▶ Aim of the task: Copy out the data below word for word, leaving out the pictures.

▶ Material supplied:
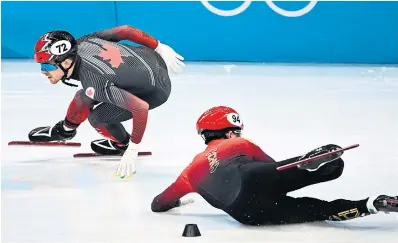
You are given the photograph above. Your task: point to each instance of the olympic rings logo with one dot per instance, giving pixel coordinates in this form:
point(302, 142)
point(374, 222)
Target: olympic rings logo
point(246, 4)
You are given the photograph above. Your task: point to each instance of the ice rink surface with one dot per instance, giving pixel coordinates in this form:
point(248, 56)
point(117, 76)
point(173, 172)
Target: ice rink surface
point(48, 196)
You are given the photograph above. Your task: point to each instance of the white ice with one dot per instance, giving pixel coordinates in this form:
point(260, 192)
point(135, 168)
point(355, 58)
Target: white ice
point(47, 196)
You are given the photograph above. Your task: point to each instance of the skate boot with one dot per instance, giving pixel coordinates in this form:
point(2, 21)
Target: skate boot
point(51, 133)
point(382, 203)
point(108, 147)
point(316, 164)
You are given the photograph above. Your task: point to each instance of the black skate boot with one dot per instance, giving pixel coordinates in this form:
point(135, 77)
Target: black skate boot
point(316, 164)
point(108, 147)
point(51, 133)
point(383, 203)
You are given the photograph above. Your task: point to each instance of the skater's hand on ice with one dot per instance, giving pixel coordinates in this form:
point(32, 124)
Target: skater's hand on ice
point(126, 167)
point(172, 59)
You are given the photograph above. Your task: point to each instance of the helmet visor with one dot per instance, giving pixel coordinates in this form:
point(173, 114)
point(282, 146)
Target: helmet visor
point(47, 67)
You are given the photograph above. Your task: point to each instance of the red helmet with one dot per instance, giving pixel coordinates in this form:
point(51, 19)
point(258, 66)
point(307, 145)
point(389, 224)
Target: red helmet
point(55, 46)
point(218, 118)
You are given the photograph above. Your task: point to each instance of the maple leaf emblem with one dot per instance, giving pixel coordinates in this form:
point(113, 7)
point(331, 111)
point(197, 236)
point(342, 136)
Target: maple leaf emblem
point(90, 92)
point(112, 54)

▶ Answer to the problem:
You are given the photograph above. Your task: point to each instance of the olympic rings logo with one dot per instance, giving pixel coordinates in this form:
point(302, 142)
point(374, 222)
Target: olympic rings logo
point(246, 4)
You are given the photograph above. Your task: point to each instance of the ice rink surface with one dot per instance, giving pixel coordinates in this form:
point(248, 56)
point(117, 76)
point(173, 172)
Target: ice rink surface
point(48, 196)
You are given the photograph above. Your task: point to each instance of the white ice with one dot per instance, giving pixel coordinates in this form:
point(260, 192)
point(135, 168)
point(355, 58)
Target: white ice
point(47, 196)
You are given the photograph above. Your task: point to each instance of the skate boot with one dot per instance, giving pixel coordinates in this form:
point(2, 21)
Target: skate boot
point(51, 133)
point(382, 203)
point(108, 147)
point(316, 164)
You are given the photograph above. Your task: point to each instance of the black skate boot with one dot per instance, giving pixel coordinates in this form:
point(135, 77)
Target: black skate boot
point(316, 164)
point(108, 147)
point(51, 133)
point(383, 203)
You are given the photograph above. Your task: point to each instance of the skater's hand on ice with one dot per instance, giving pixel coordinates in this form:
point(32, 124)
Target: skater's hand on ice
point(126, 167)
point(172, 59)
You are given the photograph above. Your task: point to each instance of the helmet visor with one dot per instance, giving pixel coordinates in this form:
point(173, 114)
point(282, 146)
Target: helmet visor
point(47, 67)
You are given the photograph above. Your task: point to each instance of the red helmet with one dot per instance, giving pixel coordinates in this form:
point(51, 19)
point(258, 66)
point(307, 145)
point(389, 224)
Target: red helmet
point(55, 46)
point(218, 118)
You are given the photograph above. Your task: point to each instance of the maple leaf emblem with one dot per instance, giving pixel coordinates in this form:
point(113, 7)
point(331, 111)
point(197, 236)
point(342, 136)
Target: maple leaf emblem
point(90, 92)
point(112, 54)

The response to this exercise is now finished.